Task:
In every row below, switch "Return" to "Give" and keep everything else the same.

[Location identification entries]
-- Begin --
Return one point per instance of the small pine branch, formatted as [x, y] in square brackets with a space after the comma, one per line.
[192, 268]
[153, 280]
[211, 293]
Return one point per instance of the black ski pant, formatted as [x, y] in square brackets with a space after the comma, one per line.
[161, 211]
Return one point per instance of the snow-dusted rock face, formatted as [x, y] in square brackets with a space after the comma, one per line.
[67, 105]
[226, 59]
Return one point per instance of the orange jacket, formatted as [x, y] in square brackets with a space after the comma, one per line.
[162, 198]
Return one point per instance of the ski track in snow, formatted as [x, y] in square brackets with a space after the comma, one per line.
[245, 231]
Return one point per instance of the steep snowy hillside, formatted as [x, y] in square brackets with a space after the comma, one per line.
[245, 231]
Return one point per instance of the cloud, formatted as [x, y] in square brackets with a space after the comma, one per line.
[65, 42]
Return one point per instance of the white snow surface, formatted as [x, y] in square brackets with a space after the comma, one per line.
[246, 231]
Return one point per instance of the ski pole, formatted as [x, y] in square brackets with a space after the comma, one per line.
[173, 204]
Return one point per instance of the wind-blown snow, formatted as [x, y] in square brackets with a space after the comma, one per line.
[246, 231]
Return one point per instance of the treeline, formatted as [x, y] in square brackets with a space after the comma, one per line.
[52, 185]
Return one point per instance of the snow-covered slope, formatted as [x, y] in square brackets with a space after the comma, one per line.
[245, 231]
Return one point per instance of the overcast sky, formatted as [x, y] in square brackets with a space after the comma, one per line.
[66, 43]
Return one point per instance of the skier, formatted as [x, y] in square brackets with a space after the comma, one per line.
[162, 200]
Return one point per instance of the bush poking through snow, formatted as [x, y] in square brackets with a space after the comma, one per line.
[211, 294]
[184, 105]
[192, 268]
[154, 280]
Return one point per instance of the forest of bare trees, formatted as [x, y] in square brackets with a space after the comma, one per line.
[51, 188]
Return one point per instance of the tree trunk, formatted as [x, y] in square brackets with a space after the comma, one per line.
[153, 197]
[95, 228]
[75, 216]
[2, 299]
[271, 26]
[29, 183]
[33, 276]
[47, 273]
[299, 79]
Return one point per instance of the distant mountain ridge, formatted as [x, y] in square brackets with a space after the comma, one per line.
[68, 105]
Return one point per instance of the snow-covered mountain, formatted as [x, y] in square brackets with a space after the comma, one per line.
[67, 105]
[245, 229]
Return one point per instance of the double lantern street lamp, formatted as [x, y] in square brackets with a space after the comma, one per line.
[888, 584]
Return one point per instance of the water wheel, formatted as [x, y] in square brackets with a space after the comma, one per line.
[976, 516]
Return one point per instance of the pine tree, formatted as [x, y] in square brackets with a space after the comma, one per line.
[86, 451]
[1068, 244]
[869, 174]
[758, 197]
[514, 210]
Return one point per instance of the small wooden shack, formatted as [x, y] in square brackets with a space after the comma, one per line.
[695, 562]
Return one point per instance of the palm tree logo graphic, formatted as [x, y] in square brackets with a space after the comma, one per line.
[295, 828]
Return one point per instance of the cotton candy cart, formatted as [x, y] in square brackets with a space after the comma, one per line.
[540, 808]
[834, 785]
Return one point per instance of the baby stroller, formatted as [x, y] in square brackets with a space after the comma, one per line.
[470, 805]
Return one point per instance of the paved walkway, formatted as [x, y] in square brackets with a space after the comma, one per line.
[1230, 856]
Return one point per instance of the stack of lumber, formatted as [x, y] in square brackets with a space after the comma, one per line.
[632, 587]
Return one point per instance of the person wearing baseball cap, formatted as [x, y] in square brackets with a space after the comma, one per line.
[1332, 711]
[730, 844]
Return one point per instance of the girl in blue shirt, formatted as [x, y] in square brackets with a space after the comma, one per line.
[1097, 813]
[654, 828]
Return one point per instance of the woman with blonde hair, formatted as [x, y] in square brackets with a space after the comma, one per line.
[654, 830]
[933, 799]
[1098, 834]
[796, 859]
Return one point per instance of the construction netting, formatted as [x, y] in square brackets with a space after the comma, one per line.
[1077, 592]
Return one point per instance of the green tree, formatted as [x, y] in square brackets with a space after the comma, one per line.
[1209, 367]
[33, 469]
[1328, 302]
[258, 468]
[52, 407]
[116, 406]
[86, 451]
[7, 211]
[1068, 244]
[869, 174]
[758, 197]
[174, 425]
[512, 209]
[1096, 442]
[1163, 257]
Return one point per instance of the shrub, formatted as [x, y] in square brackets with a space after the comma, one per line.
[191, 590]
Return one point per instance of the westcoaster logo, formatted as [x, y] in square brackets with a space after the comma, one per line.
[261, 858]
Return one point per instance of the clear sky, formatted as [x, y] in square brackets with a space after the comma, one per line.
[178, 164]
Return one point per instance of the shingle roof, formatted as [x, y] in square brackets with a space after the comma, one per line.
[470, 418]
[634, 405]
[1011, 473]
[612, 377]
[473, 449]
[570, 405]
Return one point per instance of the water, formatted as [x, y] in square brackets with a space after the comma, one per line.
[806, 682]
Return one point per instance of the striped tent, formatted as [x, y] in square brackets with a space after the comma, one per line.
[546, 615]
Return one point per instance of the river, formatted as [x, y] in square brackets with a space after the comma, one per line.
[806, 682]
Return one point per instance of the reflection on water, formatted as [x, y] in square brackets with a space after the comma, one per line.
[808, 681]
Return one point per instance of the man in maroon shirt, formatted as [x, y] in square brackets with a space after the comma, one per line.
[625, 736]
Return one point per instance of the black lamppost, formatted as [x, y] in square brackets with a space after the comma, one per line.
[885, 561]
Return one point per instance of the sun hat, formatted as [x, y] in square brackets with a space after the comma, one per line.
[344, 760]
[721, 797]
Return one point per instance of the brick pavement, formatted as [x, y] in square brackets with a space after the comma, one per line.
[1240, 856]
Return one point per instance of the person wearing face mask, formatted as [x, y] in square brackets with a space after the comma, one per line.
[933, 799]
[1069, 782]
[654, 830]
-- End --
Reply:
Give one point per instance of the small pine branch, formatted as [x, y] in square brackets with a space after the comma, one per line.
[192, 268]
[153, 280]
[211, 293]
Give one point per instance of the black ski pant, formatted as [x, y] in square brackets with a space after the comma, one per line.
[161, 211]
Give one point per instance of the snow-dusted rock face, formatted as [x, y] in square brackets with a space after the comma, one per line.
[67, 105]
[226, 59]
Give one point per instance of the orange jacket, formatted as [x, y] in square brackets with a space after the comma, one per line.
[162, 198]
Give one point per instance of the ski track in snow, formatted as [x, y] in square brackets with a space after the comma, one per line.
[245, 231]
Give one point per instance of the steep snowy hillside, formatted as [x, y] in square brackets with a space after the comma, one per line.
[245, 231]
Give one point per instance of the cloud, formatted as [x, y] in square brackets with a space after the comma, one per line.
[65, 42]
Give one point per instance of the white snow surface, formatted as [x, y] in square brackets with a space after the comma, one per line.
[246, 231]
Give one point per instance of the ski pole, formatted as [x, y] in square brackets with a space after the comma, one per line.
[173, 204]
Give one point per instance of the wind-blown snow, formatted as [x, y] in square brackets with a space after the comma, one per line.
[246, 231]
Give one point per instance of the treeline, formatted as [x, y] in square brackets with a space after the comma, one per line.
[52, 185]
Give one point per instance of the snow-covered slope, formatted as [x, y] in square brackets with a space after the comma, one per line.
[245, 231]
Give one point per instance of the overcast sky, formatted as [x, y] in square brackets with a space after the comma, one per line.
[66, 43]
Give one point per instance of the skier, formatted as [x, y] in square brackets with a space after the comma, one per line.
[162, 200]
Give one point per instance of the bush poking through snow, formatted as [x, y] in square brackets with a space after the comma, one per line.
[211, 294]
[184, 105]
[192, 268]
[154, 280]
Give one point per instance of the forest of bare trees, formatted as [x, y] in square brackets with a space after the comma, one per line.
[51, 188]
Give one point per instance of the tree trunk, formatted as [x, y] in square brackets with a space after the comma, one per line.
[153, 197]
[95, 228]
[75, 216]
[2, 299]
[271, 26]
[29, 183]
[33, 276]
[47, 273]
[299, 79]
Give one point per instance of the distant mountain ridge, formatted as [x, y] in square brackets with a space after the comma, one per line.
[68, 105]
Give one point per instance of the snow-covered mountain, formatted as [x, y] in square brackets with a space after the comma, one per line.
[67, 105]
[245, 229]
Give one point per instance of the double lantern street lamp, formatted as [x, y] in square brackets with a space after the comma, one per line.
[888, 584]
Give one point per instance of the water wheel, formatted as [x, y] in square brackets with a space after the comma, one per line.
[976, 516]
Give one point per instance of the pine tree, formatted as [x, y] in square brackets with a space after the comma, one per line.
[86, 451]
[1068, 244]
[869, 174]
[758, 197]
[514, 210]
Give one point per instance of the small wooden shack, formatted as [x, y] in square brackets with a space after the comma, one per line.
[695, 562]
Give one point per instance of the palm tree logo graphic, formatted as [x, y] in square brackets with a space after the comma, one per line.
[295, 828]
Give one point per instance of the cotton candy cart, formatted as [x, y] in square brackets with a space after the comma, one per line.
[540, 808]
[834, 785]
Give one point per instance of the baby stroller, formatted as [x, y] in square brackets with a space after the comma, one per line.
[470, 805]
Give one point per instance of the paved walkway, formatted as [x, y] in square brackets with a space after the comma, one per line.
[1230, 856]
Give one point per instance of the stack of lumber, formatted as [x, y] in square brackets with a space after the comma, one per line.
[632, 587]
Give one point per instance of the person wearing baseball cap, formatted as [x, y] in square brackets with a space after the comma, one per line.
[1332, 711]
[730, 844]
Give one point per instance of the girl in blue shirt, formatted as [x, y] in square brackets with a space after the comma, one per line.
[1097, 813]
[654, 828]
Give one point per instance of the woman with blonde hair, formatted as [x, y] in square brackets with a space after the comma, one per line.
[654, 830]
[933, 799]
[1098, 834]
[796, 859]
Give one point per instance of the construction netting, formatted as [x, y] in square brackets with a space after the comma, one per line.
[1077, 592]
Give one point per instance of the green tree, formatted as [x, y] in square brackets with a space after the comma, one per line.
[1209, 367]
[33, 469]
[1328, 302]
[258, 468]
[52, 407]
[116, 406]
[86, 451]
[7, 211]
[1068, 244]
[869, 174]
[758, 197]
[174, 425]
[512, 209]
[1096, 442]
[1163, 257]
Give one point per instance of the shrub, formatted as [x, y] in square brackets with a space after the comma, one per line.
[191, 590]
Give one point per instance of the westcoaster logo, formatted as [x, y] in square brackets with a space after the comma, one per line.
[261, 858]
Give one point per instance of the clear sky, formatted as [x, y] in square brackets with a space after the comma, one per line.
[178, 164]
Give one point per instance of the shingle roof, formatted as [x, y] in square brackets with a space after the comma, one per line.
[470, 418]
[634, 405]
[1011, 473]
[612, 377]
[473, 449]
[570, 405]
Give one point per instance of the water, formatted as [x, y] in square brackets with a space after the comma, one per line.
[806, 682]
Give one point per instance of the striped tent, formatted as [x, y] in square brackets with a space after the comma, one per line.
[546, 615]
Give one point per instance of the river, formatted as [x, y] in square brackets with a space after the comma, one per line.
[806, 682]
Give one point per instance of the reflection on water, formatted as [x, y] in square brackets with a space after the comma, one per line.
[808, 681]
Give one point per instance of the man in maroon shirt, formatted as [x, y] in square brackets with a space after the comma, one per line.
[625, 736]
Give one point per instance of the black lamppost, formatted as [x, y] in square brackets with a space after the comma, one per line.
[885, 561]
Give one point per instance of the sun hat, formatted as [x, y] in square brackets with a space after the comma, one per line.
[344, 760]
[721, 797]
Give one point per instance of the brick pavement, formatted as [x, y] in square brackets with a space after the comma, one per line.
[1240, 856]
Give one point per instance of the person wearing face mask, formatted as [x, y] in square brackets with a space after the comma, one per line.
[933, 799]
[1069, 782]
[654, 830]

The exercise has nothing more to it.